• **The task**
Continue the forum discussion of AMD's Zen and Bulldozer CPU architectures from its final sentence.

90nm and 45nm were good to begin with. 65nm wasn't.

IF process related problems did exist, it would depend on what the exact nature of the problems are. This is so oversimplified. Some can be ironed out as process matures and yields improve... Even variation improves. Some can't as they tie down to the base characteristics.

If they can't, then yes, AMD would be in the same position as having a dud uarch.

A good indication for me is always the launch model frequency@power.

Sent from HTC 10
(Opinions are own)
 
Last edited:

looncraz

Senior member
Sep 12, 2011
722
1,651
136
When's the last time any new uarch from AMD hit an average +40% IPC vs. the last gen?

Or Intel?

Never for an evolutionary design, but Zen isn't an evolution - it's a completely new design. This is AMD's version of Intel's Core moment... except not as extreme.

If you look at Zen vs Excavator, it's really hard to see how it is only getting a 40% IPC bump.

It has about double the integer hardware, a dedicated, and large, FPU, faster, and dedicated, caches, a front-end known to be capable of delivering more instructions than entire Excavator module can handle, an updated memory controller using DDR4, faster L3 shared with only three other cores, and much more going for it...

The reason you only get a 40% IPC bump from all that is because we are hitting the area of maximum extraction from the fetched instructions using ILP (instruction-level parallelism)... if you can only pre-decode 16B of instructions, you can only go so far for identifying and executing non-dependent instructions.
 

NostaSeronx

Diamond Member
Sep 18, 2011
3,706
1,233
136
This is AMD's version of Intel's Core moment... except not as extreme.
Zen is AMD's Netburst/K6 moment. It can literally fail if its SMT+Cyclone re-architecture has bad performance. Bulldozer is the repeat mix of K5 and K6.

K9-Bulldozer(<2007) had a fully internal design team set for implementation on 45nm SOI @ Freq_high of 5 GHz // K5-ish moment (home-grown). 15h-Bulldozer(>2007) was a broken implementation of a re-architected, downgraded Alpha 21264 via automation // K6-ish moment (foreign architecture).

Off-topic;
From what I could gather from two things lost in Bulldozer; K9 architecture and 32nm FDSOI.
- 32nm FDSOI (AMD Foundry) = 32nm Bulk (Intel) // 126nm GP, 100nm M1P... 15% faster than 32nm PDSOI.. 30% less power than 32nm PDSOI.. Initial buried oxide 40nm, but STMicro 32FD_PDK hints final BOX @ 30nm for 32nm FDSOI. Reduced foundry cost and mask costs termed via STM32FD but they never did 32FD either.

- K9 Architecture = Okay, after research from various 2004-2009 sources. This architecture is largely based on K7 to 12h architectures. The changes involved moving from 6 integer pipes (3 ALUs & 3 AGUs) to 4 integer pipes (3 AGLUs + 1 ALU). The 3 AGLUs would retain similar perf with previous designs. The added ALU would do ops; Multiply, Division, Complex Branches on top of normal ALU. While back to the AGLUs, AGLU2 would do POPCNT/LZCNT and the rest would do what K7-12h SOG says for ALU/AGUs[2007s - 4 ALUs/3 AGUs for Bulldozer via Open64]. The FPU would either be what is in Bulldozer already or what is currently in Zen[2007s - 4 FPUs for Bulldozer via Open64]. The pipeline would have gone to 20 stages up from 12 stages. LD/ST Cache and Front-end from Bulldozer is close to what would have been in K9.

• **Dataset excerpts**
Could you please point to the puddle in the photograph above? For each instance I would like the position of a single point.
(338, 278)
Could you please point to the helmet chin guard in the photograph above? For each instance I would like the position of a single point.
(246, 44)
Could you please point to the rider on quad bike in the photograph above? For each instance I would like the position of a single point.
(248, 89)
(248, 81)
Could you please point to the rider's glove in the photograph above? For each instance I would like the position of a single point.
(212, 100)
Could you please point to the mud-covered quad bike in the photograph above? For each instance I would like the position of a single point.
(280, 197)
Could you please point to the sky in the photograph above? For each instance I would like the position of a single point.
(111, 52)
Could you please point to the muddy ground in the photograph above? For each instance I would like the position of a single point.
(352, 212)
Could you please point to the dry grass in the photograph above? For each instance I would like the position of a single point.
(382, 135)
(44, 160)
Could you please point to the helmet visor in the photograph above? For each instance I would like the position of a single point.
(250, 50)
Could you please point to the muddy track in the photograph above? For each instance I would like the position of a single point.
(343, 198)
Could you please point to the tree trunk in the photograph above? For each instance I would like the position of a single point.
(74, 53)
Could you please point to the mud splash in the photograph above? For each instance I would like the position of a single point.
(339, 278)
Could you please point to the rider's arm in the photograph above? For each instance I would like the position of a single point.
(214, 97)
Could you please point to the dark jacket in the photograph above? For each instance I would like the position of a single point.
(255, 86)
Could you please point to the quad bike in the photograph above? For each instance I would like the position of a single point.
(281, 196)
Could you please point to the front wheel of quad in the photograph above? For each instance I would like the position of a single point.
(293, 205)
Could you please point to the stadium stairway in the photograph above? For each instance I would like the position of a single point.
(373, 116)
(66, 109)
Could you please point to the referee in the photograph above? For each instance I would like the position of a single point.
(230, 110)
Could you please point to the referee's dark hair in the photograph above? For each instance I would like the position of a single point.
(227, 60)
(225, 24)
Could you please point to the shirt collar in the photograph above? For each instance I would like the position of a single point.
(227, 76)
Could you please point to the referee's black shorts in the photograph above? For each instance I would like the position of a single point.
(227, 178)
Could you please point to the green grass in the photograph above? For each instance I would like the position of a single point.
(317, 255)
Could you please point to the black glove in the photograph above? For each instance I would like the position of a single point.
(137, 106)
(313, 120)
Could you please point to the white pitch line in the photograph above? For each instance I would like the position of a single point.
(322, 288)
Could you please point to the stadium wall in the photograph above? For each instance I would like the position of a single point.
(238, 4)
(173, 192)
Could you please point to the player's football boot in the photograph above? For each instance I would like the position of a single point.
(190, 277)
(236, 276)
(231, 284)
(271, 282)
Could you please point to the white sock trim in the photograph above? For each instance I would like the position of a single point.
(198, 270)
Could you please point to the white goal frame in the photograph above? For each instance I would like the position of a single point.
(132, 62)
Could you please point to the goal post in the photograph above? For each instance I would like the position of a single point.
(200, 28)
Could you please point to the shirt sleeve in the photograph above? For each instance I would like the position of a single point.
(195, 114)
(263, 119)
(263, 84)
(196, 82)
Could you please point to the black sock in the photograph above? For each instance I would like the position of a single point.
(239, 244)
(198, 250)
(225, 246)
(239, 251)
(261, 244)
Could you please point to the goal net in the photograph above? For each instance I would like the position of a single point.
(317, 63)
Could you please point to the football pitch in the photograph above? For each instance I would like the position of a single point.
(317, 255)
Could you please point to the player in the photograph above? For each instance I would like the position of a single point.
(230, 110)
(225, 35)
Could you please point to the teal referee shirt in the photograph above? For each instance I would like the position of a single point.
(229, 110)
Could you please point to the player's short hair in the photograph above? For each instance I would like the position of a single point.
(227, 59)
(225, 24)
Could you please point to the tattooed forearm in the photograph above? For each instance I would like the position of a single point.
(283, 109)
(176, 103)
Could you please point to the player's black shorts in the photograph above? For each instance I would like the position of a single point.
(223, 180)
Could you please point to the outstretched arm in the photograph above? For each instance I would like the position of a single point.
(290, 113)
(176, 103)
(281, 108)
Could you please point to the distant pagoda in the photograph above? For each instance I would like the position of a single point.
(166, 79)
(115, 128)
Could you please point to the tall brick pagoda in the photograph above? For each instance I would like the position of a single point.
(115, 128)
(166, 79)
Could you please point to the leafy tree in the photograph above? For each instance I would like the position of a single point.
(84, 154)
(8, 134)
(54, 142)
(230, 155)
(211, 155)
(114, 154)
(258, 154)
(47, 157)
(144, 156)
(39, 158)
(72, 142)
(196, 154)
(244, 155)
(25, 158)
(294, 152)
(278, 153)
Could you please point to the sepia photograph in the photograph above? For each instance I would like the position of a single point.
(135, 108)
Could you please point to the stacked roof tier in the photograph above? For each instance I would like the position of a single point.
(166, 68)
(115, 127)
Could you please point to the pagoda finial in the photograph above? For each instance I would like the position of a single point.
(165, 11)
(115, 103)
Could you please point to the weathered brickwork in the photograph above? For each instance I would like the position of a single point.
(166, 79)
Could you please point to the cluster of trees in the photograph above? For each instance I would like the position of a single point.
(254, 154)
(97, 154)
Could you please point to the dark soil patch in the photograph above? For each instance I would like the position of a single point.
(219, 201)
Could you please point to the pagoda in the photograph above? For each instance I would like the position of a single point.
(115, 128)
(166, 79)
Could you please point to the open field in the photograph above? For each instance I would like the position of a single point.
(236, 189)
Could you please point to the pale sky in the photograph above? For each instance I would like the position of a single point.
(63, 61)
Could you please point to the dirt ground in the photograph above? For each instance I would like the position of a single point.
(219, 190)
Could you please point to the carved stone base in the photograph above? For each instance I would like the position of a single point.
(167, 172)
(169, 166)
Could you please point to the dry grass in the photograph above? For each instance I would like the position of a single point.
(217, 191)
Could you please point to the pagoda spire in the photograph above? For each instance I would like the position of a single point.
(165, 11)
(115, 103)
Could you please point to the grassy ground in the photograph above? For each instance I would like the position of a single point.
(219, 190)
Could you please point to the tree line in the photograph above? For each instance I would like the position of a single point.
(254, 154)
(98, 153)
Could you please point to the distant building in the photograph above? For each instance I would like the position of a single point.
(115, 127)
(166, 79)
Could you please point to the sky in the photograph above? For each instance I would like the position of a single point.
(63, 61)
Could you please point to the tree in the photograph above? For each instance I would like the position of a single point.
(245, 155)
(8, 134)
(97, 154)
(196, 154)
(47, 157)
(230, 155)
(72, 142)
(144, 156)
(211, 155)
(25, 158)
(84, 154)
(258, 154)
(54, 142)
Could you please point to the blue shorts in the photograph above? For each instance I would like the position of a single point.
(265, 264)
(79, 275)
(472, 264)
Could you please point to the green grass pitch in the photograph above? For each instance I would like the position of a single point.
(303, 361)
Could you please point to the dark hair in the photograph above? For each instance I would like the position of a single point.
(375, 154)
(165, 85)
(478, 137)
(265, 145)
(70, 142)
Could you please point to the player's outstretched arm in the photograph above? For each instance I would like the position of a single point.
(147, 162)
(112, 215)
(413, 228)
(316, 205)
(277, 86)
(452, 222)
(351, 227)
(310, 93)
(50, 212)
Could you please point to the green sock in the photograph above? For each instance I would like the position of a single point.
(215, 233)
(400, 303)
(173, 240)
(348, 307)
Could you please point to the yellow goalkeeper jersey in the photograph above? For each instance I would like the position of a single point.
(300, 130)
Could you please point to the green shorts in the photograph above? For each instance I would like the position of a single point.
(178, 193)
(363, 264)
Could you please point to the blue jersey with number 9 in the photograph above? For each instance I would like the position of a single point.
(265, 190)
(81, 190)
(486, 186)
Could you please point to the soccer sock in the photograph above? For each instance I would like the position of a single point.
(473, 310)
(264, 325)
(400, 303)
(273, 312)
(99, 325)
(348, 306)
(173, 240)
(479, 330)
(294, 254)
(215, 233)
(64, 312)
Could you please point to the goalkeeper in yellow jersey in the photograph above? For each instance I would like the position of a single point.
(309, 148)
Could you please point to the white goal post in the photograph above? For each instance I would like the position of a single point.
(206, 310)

• **Output for this exercise**
 
Last edited:

Dresdenboy

Golden Member
Jul 28, 2003
1,730
554
136
citavia.blog.de
Never for an evolutionary design, but Zen isn't an evolution - it's a completely new design. This is AMD's version of Intel's Core moment... except not as extreme.

If you look at Zen vs Excavator, it's really hard to see how it is only getting a 40% IPC bump.

It has about double the integer hardware, a dedicated, and large, FPU, faster, and dedicated, caches, a front-end known to be capable of delivering more instructions than entire Excavator module can handle, an updated memory controller using DDR4, faster L3 shared with only three other cores, and much more going for it...

The reason you only get a 40% IPC bump from all that is because we are hitting the area of maximum extraction from the fetched instructions using ILP (instruction-level parallelism)... if you can only pre-decode 16B of instructions, you can only go so far for identifying and executing non-dependent instructions.
If they were really sneaky, they'd given that 40% number as per thread IPC increase with SMT vs. CMT in multithreaded workloads for some sandbagging. :sneaky:

A 16B fetch window (if it has this size) would be OK, because of the µOp cache.

And of course, mem B/W does hold back per core performance somewhat, esp. with 16 threads on 2 channels.
 

NostaSeronx

Diamond Member
Sep 18, 2011
3,706
1,233
136
And of course, mem B/W does hold back per core performance somewhat, esp. with 16 threads on 2 channels.
I might as well post this here; http://i.imgur.com/0zjBXBr.jpg


8-channels to 8 threads for L3 MCT. [?MC?] Up to 256 GB/s for one L4, Up to 512 GB/s for two L4. [DF/FUSE] is the Cache Coherent Data Fabric on die so ccNUMA for HBM2 phys.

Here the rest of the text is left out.